• ZADANIA DO WYKONANIA
1. Oceń, czy każde z poniższych stwierdzeń zgadza się z rozmową o regionalnym porcie lotniczym, odpowiadając „tak” lub „nie” i przytaczając dosłownie rozstrzygające słowa rozmowy: (a) rozmówca przedstawia się jako ekspert w sprawach lotnisk; (b) regionalny port lotniczy ma być lotniskiem 4D; (c) kolega rozmówcy mieszka w Holandii pod Eindhoven.
2. Przedłuż rozmowę o regionalnym porcie lotniczym o kolejne wypowiedzi, zaczynając bezpośrednio po jej ostatnim zdaniu.

Jesteś obecnie w województwie, które ma milion dwieście tysięcy mieszkańców – jak rozumiem – jedną z osób, która wie najwięcej, dlaczego to lotnisko powinno powstać. Na pewno znasz też dane dotyczące lotnisk w Olsztynie i Lublinie. Jak wygląda tam ruch cargo, jaki jest wynik ekonomiczny, jakie mają przychody…
Ja nie stawiam się w roli eksperta. Bardzo daleko mi do tego. Zajmuję się tą tematyką stosunkowo niedawno. Naszym celem, jako Komitetu nie było zastępowanie ekspertów, tylko pokazanie nadrzędnego interesu społecznego. Tego, że mieszkańcy chcą regionalnego portu lotniczego.

Co właściwie kryje się pod pojęciem „regionalnego portu lotniczego”? Jakie to lotnisko?
Lotnisko 4D. Z regularnymi lotami, oznaczeniami…

Co to oznacza z punktu widzenia mieszkańców, przeciętnego człowieka? To, że może polecieć stąd na przykład do Egiptu?
Tak, na przykład. Dziś miałem okazję rozmawiać z kolegą, który mieszka w Holandii, pod Rotterdamem. Jest tam mniejsze lotnisko, mniej funkcjonalne. Stamtąd lot do Warszawy jest możliwy, ale jest bardzo drogi. Nie wiem, czy to realna kwota, ale on mówił, że to kosztuje 3000 Euro. Wydaje mi się, że jednak mniej to kosztuje. A z kolei z Eindhoven, do którego musi dojechać jakieś 100 km, można polecieć do Warszawy za kilkanaście Euro, jeśli rezerwuje się z wyprzedzeniem. Za kilkadziesiąt do 100 Euro, jeśli zarezerwuje bilet troszeczkę później. To kwestia otwarcia się na bardzo różne kraje.

Jak wyobrażasz sobie województwo podlaskie za 10 lat, w sytuacji gdyby powstały tutaj dwa lotniska turystyczno-biznesowe w Suwałkach i Białymstoku?
Myślę, że nie wykorzystamy wtedy jako województwo swojego potencjału. Dostęp do regularnych połączeń będzie bardzo ograniczony. Oczywiście, powstaje droga do Warszawy, mówi się o tej szybkiej kolei, która w perspektywie ma zapewnić nam podróż do Warszawy w ciągu godziny. Słyszy się o tym od dawna.

Te inwestycje mają swoje terminy realizacji.
Tak, słyszy się o tym od dawna, ale zobaczymy jak to wyjdzie w praktyce. Polityka już nie raz potrafiła zaskoczyć w tej materii. Coraz częściej słyszy się głosy, że lotnisko Okęcie wykorzystało swoje możliwości rozwoju i rząd zastanawia się, czy nie wybudować takiego krajowego portu lotniczego między Warszawą, a Łodzią.

Naprawdę, obecny rząd się nad tym zastanawia? Wydaje mi się, że poprzedni.

• DOSTARCZONY MATERIAŁ
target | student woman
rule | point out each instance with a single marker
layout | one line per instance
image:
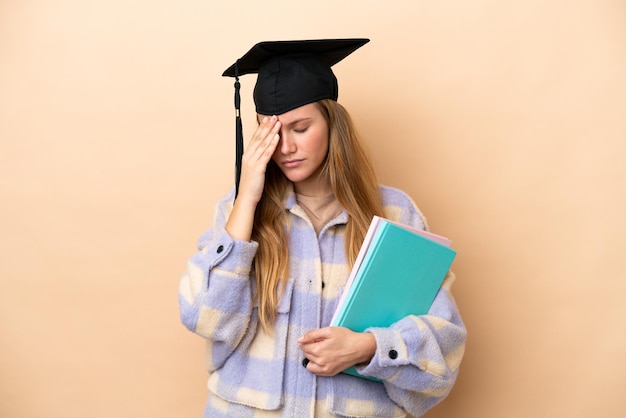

• ZESTAW ODPOWIEDZI
1.
(a) Nie: „Ja nie stawiam się w roli eksperta.”
(b) Tak: „Lotnisko 4D.”
(c) Nie: „mieszka w Holandii, pod Rotterdamem.”

2.
Tak, i tu wchodzimy w politykę… ale myślę, że to jest też realny wariant. Warszawa też potrzebuje terenów inwestycyjnych. Budując nowy krajowy port lotniczy dla Warszawy, nadal będzie z punktu widzenia stolicy w miarę blisko – jest dobre połączenie autostradą A4. A co to oznacza dla nas? Kolejne 60-80 kilometrów dalej do lotniska, mimo dobrej drogi i kolei.

Ale przyznasz, że na dzień dzisiejszy to daleko idące plany.
Tak, ale gdy myślimy o tym, co będzie za 10 lat, może okazać się, że to nie będzie w sferze planów, ale w sferze realizacji.

“Czy jest Pan/Pani za wybudowaniem w województwie podlaskim regionalnego portu lotniczego?” – tak będzie brzmiało pytanie w referendum 15 stycznia. Myślę, że kogo, jak kogo, ale Ciebie mogę zapytać o to, jaka będzie Twoja odpowiedź na to pytanie.
Zdecydowanie tak.

Powiesz w kilku zdaniach dlaczego?
Poprawa dostępności naszego regionu, ogólnie mówiąc. Poprawa dostępności do całego świata dla naszego regionu. Rozwój regionu – nowe inwestycje, nowe kontakty i w sferze biznesu, i w sferze nauki.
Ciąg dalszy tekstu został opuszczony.